**Records supplied:**
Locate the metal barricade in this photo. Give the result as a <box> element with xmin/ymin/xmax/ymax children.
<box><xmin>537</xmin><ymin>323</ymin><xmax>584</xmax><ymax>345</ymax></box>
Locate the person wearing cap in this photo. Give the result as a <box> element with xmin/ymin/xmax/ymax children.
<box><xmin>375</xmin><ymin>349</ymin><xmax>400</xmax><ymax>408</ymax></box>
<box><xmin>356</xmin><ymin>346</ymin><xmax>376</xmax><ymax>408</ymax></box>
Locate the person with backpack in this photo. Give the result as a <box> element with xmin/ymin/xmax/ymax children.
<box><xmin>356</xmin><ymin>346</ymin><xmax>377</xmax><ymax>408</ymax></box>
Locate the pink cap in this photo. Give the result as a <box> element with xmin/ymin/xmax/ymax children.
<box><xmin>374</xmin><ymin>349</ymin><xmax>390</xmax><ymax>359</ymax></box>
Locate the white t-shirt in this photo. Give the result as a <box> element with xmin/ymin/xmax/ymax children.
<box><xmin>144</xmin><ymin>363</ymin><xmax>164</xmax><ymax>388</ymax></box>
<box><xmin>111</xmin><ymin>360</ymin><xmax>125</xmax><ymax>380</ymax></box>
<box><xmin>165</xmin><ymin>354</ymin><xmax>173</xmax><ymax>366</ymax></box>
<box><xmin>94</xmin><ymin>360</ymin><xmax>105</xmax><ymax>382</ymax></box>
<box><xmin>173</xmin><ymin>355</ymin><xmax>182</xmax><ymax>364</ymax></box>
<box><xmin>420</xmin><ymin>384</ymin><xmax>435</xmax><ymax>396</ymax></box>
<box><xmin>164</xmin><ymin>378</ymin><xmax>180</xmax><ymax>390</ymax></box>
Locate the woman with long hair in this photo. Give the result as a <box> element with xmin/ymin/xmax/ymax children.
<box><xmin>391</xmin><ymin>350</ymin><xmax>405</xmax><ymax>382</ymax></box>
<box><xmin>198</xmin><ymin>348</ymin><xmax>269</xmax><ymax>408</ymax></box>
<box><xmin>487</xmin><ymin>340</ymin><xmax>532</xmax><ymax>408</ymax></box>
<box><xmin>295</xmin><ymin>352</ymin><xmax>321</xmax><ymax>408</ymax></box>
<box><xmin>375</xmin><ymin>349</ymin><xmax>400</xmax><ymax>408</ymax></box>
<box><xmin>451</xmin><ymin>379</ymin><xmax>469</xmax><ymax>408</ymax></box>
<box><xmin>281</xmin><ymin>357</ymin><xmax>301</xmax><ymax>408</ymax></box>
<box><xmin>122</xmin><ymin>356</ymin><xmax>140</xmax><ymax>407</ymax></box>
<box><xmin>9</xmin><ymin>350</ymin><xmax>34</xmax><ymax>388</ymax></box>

**Task goal:** All the material above is to be returned exactly as it stands.

**Exercise answer:**
Locate the metal barricade in this photo. Give the result as a <box> element with xmin/ymin/xmax/ymax children.
<box><xmin>537</xmin><ymin>323</ymin><xmax>584</xmax><ymax>345</ymax></box>
Locate the person wearing cap in this photo. Give the result as a <box> element with xmin/ymin/xmax/ymax children.
<box><xmin>375</xmin><ymin>349</ymin><xmax>400</xmax><ymax>408</ymax></box>
<box><xmin>356</xmin><ymin>346</ymin><xmax>376</xmax><ymax>408</ymax></box>
Locate the person with backpack in this photo. Give the result as a <box> element with xmin/ymin/xmax/ymax children.
<box><xmin>356</xmin><ymin>346</ymin><xmax>377</xmax><ymax>408</ymax></box>
Locate the pink cap in this photo. Give the result as a <box> element with xmin/ymin/xmax/ymax children.
<box><xmin>374</xmin><ymin>349</ymin><xmax>390</xmax><ymax>359</ymax></box>
Locate the white t-shirt in this photo. Give the result as a <box> element with xmin/ymin/xmax/ymax children.
<box><xmin>144</xmin><ymin>363</ymin><xmax>164</xmax><ymax>388</ymax></box>
<box><xmin>111</xmin><ymin>360</ymin><xmax>125</xmax><ymax>380</ymax></box>
<box><xmin>165</xmin><ymin>354</ymin><xmax>173</xmax><ymax>366</ymax></box>
<box><xmin>94</xmin><ymin>360</ymin><xmax>105</xmax><ymax>382</ymax></box>
<box><xmin>173</xmin><ymin>355</ymin><xmax>182</xmax><ymax>364</ymax></box>
<box><xmin>420</xmin><ymin>384</ymin><xmax>435</xmax><ymax>396</ymax></box>
<box><xmin>164</xmin><ymin>378</ymin><xmax>180</xmax><ymax>390</ymax></box>
Locate the woman with long hair in this photo. Give the result as a <box> element with xmin/ymin/xmax/ymax children.
<box><xmin>391</xmin><ymin>350</ymin><xmax>405</xmax><ymax>382</ymax></box>
<box><xmin>198</xmin><ymin>348</ymin><xmax>269</xmax><ymax>408</ymax></box>
<box><xmin>487</xmin><ymin>340</ymin><xmax>532</xmax><ymax>408</ymax></box>
<box><xmin>295</xmin><ymin>352</ymin><xmax>321</xmax><ymax>408</ymax></box>
<box><xmin>375</xmin><ymin>349</ymin><xmax>400</xmax><ymax>408</ymax></box>
<box><xmin>451</xmin><ymin>379</ymin><xmax>469</xmax><ymax>408</ymax></box>
<box><xmin>281</xmin><ymin>357</ymin><xmax>301</xmax><ymax>408</ymax></box>
<box><xmin>122</xmin><ymin>356</ymin><xmax>140</xmax><ymax>407</ymax></box>
<box><xmin>9</xmin><ymin>350</ymin><xmax>34</xmax><ymax>388</ymax></box>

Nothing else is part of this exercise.